• Text
>>>>
By Tim Redmond
UPDATED (see below)
JANUARY 14, 2016 – Hillary Ronen, who has worked as chief of staff to Sup. David Campos the past six years, formally announced today that she’s running for the District 9 seat.
Ronen joins Edwin Lindo and Josh Arce, who have both filed paperwork and announced their candidacies. But neither has presented anything close to the kickoff event Ronen put on.
A few hours earlier, School Board member Sandy Fewer filed her paperwork at City Hall to run for District 1 supervisor. Kimberly Alvarenga has already filed in D11, meaning the progressives will have three strong women running for the key districts where progressive incumbents are termed out.
More than 100 people, including Sups. David Campos, Eric Mar, and John Avalos, along with Fewer and Alvarenga, showed up on a rainy afternoon to cheer Ronen’s announcement, making her a clear front-runner in what will be one of the most critical and hotly contested November races.
Ronen has raised $40,000 so far, she said. Lindo, who was active in the Mission Moratorium campaign and is an officer with the Latino Democratic Club, reported having $11,000 in the bank at the end of December. UPDATE: Lindo tells me he has raised more than$20,000). Arce, who has been part of the conservative pro-landlord bloc on the Democratic County Central Committee, has not yet reported any contributions – but will almost certainly have support from the mayor and his allies.
<<<<
• Task list
• a. In the article on the District 9 race, swap "rainy" for "windy" and write out the passage starting with "More than 100" and going on through "and his allies.".
• b. Shorten the paragraph beginning "A few hours earlier, School Board member" in the article on the District 9 race, keeping its main facts.
• c. Write the next part of the article on the District 9 race, picking up after its final sentence.
These data excerpts have no connection to the article on the District 9 race.

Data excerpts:
>>>>
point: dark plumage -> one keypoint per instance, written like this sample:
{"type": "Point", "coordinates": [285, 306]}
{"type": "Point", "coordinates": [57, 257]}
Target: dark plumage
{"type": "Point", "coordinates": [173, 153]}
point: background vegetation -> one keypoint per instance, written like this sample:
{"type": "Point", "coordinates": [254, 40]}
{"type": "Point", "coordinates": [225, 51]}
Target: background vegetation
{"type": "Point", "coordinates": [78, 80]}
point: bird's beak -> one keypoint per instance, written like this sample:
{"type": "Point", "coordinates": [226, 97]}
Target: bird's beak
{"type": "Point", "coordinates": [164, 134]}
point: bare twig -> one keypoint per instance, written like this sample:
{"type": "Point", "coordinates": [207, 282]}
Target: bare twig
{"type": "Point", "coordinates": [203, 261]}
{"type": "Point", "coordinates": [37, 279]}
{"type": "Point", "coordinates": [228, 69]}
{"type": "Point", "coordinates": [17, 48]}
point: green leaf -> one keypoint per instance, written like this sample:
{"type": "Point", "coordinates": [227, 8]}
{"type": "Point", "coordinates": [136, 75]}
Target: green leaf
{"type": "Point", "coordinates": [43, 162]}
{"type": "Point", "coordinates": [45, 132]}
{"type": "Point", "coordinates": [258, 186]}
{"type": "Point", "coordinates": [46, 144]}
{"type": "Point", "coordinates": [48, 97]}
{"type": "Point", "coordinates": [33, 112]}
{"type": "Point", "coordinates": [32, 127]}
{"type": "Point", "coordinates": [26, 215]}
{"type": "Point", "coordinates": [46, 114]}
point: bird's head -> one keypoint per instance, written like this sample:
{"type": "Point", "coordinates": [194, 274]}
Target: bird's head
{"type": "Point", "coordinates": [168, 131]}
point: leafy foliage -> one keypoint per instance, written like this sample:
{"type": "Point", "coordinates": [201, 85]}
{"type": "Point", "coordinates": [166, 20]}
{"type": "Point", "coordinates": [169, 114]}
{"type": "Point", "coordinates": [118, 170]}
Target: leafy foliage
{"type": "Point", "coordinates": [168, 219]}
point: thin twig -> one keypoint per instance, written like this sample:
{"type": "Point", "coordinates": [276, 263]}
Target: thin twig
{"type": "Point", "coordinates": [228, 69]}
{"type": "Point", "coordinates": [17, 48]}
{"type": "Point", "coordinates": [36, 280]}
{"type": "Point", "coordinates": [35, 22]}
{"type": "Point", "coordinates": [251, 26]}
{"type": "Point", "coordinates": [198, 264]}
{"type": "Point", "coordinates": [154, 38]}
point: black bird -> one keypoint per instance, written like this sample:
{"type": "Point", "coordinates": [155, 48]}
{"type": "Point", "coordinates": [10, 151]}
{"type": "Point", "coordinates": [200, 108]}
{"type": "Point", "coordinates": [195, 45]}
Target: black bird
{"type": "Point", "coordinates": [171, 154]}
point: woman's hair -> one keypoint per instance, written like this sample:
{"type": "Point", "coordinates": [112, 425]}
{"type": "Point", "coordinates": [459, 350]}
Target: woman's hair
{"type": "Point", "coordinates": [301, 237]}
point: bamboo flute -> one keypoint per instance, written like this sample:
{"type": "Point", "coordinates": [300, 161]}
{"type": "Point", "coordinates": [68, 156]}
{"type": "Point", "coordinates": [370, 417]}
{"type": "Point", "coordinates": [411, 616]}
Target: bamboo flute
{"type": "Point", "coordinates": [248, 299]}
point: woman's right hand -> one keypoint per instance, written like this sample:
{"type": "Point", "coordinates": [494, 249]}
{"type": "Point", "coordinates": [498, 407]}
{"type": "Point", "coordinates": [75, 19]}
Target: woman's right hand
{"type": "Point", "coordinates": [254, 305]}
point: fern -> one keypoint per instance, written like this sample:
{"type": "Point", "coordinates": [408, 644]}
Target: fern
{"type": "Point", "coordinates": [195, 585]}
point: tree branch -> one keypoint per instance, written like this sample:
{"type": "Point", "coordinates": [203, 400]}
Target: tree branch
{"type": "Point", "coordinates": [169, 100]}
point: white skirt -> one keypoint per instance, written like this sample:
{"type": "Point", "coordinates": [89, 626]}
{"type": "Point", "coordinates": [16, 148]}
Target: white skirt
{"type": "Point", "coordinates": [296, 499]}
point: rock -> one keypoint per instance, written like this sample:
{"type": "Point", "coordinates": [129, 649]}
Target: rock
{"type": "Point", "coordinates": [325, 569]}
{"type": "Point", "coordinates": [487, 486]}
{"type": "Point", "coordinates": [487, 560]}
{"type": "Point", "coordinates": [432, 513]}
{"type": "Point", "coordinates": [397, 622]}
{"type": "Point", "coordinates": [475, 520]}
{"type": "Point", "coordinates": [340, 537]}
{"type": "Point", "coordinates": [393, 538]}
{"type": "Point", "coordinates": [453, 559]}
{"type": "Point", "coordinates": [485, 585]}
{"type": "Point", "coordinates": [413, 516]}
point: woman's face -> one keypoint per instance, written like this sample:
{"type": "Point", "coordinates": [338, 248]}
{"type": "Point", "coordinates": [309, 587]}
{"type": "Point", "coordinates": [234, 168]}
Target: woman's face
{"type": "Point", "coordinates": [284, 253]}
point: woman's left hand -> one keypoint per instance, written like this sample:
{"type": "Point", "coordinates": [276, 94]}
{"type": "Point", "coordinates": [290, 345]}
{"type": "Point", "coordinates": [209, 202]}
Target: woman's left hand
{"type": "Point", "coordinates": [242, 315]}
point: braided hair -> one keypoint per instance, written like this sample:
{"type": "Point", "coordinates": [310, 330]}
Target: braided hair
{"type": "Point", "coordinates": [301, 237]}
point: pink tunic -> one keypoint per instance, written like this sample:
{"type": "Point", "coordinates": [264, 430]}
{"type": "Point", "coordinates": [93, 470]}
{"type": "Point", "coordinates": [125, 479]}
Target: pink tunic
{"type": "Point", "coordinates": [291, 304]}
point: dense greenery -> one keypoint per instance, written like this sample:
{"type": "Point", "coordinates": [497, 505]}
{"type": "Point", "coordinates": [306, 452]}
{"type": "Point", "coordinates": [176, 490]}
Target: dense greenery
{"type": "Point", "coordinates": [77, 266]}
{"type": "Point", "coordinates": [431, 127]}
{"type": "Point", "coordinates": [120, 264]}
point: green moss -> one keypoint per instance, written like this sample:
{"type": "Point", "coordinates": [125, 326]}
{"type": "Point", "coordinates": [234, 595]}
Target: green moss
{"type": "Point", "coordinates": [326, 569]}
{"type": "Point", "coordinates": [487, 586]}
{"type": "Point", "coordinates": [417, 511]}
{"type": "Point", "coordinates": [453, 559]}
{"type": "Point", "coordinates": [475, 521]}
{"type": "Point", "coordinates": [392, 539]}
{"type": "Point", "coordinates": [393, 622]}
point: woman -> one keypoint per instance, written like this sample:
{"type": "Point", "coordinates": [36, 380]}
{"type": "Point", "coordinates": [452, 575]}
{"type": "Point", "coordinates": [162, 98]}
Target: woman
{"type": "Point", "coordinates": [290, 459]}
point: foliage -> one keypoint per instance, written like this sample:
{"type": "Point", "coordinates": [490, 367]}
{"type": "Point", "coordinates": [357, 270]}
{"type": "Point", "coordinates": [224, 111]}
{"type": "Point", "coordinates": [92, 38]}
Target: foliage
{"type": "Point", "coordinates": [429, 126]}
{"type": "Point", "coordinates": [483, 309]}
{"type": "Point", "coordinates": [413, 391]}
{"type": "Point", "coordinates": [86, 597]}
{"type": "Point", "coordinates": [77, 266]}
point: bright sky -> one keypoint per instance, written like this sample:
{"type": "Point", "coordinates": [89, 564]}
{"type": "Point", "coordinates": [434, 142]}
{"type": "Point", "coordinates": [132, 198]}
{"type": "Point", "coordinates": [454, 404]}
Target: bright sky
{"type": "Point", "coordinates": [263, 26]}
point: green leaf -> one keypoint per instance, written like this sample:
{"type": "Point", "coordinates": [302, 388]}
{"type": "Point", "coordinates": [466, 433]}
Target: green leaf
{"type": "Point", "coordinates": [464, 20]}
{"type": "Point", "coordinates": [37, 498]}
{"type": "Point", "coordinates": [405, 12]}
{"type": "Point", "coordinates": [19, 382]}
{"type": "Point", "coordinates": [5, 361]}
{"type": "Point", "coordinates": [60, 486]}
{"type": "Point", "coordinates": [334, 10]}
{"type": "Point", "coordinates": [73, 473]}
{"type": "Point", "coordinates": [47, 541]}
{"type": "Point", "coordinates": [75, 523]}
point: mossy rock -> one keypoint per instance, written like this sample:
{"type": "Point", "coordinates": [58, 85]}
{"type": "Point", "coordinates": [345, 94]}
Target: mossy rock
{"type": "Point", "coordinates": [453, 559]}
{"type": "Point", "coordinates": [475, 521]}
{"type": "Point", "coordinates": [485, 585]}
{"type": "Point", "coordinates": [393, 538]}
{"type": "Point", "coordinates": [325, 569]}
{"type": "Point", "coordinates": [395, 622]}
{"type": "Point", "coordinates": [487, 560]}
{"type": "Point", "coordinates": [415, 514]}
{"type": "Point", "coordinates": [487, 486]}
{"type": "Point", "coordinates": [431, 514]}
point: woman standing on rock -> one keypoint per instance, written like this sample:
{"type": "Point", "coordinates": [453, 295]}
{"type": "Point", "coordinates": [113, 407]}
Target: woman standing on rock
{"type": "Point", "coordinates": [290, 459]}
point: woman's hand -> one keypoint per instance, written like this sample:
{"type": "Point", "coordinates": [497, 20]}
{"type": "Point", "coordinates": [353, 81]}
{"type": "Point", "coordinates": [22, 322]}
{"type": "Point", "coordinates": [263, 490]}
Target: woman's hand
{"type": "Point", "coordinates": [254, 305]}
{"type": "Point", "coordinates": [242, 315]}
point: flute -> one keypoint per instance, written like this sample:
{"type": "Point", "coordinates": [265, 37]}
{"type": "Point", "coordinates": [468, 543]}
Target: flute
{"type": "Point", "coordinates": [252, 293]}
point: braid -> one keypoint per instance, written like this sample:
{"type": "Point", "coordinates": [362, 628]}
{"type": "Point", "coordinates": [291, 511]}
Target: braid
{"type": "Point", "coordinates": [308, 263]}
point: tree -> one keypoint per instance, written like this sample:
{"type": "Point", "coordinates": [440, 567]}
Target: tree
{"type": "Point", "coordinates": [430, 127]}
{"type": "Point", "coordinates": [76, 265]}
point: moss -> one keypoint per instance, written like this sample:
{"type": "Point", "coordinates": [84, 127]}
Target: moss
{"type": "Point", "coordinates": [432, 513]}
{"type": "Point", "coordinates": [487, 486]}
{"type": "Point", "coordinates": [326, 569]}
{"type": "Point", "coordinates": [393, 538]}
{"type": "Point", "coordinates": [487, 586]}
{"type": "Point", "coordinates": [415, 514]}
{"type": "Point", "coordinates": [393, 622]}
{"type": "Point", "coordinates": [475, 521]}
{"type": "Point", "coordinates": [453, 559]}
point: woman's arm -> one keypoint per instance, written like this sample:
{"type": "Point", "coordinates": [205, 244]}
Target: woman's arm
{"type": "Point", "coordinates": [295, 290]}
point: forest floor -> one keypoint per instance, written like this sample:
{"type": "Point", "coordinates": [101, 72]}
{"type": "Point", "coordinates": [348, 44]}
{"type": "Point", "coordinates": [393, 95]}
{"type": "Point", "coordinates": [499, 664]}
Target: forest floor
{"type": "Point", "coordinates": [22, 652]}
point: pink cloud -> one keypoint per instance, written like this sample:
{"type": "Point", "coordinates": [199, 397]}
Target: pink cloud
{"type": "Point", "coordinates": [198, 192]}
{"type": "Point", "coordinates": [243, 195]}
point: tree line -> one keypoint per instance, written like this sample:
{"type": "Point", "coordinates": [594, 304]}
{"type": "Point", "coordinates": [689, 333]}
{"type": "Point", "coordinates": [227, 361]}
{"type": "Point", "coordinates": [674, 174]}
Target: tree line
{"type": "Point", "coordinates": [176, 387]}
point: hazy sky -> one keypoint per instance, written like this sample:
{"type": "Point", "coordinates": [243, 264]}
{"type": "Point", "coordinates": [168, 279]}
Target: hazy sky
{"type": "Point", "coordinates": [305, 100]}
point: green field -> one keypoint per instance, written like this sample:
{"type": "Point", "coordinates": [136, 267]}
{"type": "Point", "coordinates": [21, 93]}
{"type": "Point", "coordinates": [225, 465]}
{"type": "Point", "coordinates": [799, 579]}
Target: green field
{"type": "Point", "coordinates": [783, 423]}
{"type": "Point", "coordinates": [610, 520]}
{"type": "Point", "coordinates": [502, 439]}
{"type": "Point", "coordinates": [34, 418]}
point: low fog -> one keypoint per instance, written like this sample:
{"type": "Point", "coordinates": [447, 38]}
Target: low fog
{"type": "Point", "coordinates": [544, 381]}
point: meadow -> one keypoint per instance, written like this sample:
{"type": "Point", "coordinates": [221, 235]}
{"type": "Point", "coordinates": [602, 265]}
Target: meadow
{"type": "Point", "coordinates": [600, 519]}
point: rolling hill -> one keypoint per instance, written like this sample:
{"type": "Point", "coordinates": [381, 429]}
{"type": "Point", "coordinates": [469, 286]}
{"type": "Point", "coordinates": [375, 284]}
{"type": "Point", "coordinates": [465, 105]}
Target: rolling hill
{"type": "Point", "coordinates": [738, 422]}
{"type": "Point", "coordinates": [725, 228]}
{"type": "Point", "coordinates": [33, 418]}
<<<<
• Written answers
• a.
More than 100 people, including Sups. David Campos, Eric Mar, and John Avalos, along with Fewer and Alvarenga, showed up on a windy afternoon to cheer Ronen’s announcement, making her a clear front-runner in what will be one of the most critical and hotly contested November races.
Ronen has raised $40,000 so far, she said. Lindo, who was active in the Mission Moratorium campaign and is an officer with the Latino Democratic Club, reported having $11,000 in the bank at the end of December. UPDATE: Lindo tells me he has raised more than$20,000). Arce, who has been part of the conservative pro-landlord bloc on the Democratic County Central Committee, has not yet reported any contributions – but will almost certainly have support from the mayor and his allies.

• b. Hours before Ronen's announcement, School Board member Sandy Fewer filed to run for District 1 supervisor. With Kimberly Alvarenga already filed in D11, progressives will have three strong women running in the key districts where progressive incumbents are termed out.

• c.
Ronen appeared in front of St. Luke’s hospital, which is being rebuilt as part of a deal the Campos’ office help negotiate after the hospital’s owner, Sutter Health, tried to shut it down. She took aim directly that Mayor Ed Lee:
Four years ago, the mayor made a bad deal for the residents of District 9. Behind closed doors, he met with the corporate conglomerate that owns St. Luke’s Hospital and negotiated a deal that would have led to the closure of St. Luke’s while paving the way to build a mega hospital serving the ultra rich in Cathedral Hill.
Unfortunately, this is what we have come to expect from this administration. This administration will be most known for is his shortsighted thinking, shutting out community voices from the decision making process and only listening to corporate interest. And more than anything else, bad negotiation.
And what has this meant for San Francisco? It means we’re experiencing the worst affordability crisis in our city’s history. A crisis so bad that we are being written about and studied by economists all over the world.
Ronen talked of how she and Campos worked with a broad coalition of community and labor groups that forced Sutter to preserve St. Luke’s, which is one of only two hospitals serving the southeast side of San Francisco.
She also talked about the desperate need for affordable housing in the district – of the longtime residents facing eviction, the young people spending half of their paychecks on rent, the families who can’t afford to stay, the homeless people sleeping under the freeways:
The mayor wants you to believe that these problems are complicated and inevitable, because when we believe that, we don’t take action and his corporate allies will continue to profit.
Her comments frame this race as a progressive must-win, which it is: Campos is termed out after this year, as are Sups. John Avalos and Eric Mar. And Sup. Jane Kim is running for state Senate.
It’s possible that none of the four stalwarts of the progressive bloc will be on the board in January. And if the mayor’s allies and the real-estate interests win in Districts 1, 9, and 11, the board will have a much more conservative tilt.
The mayor will not appoint a progressive in D6 if Kim wins, so control of the board will depend overwhelmingly on those three seats.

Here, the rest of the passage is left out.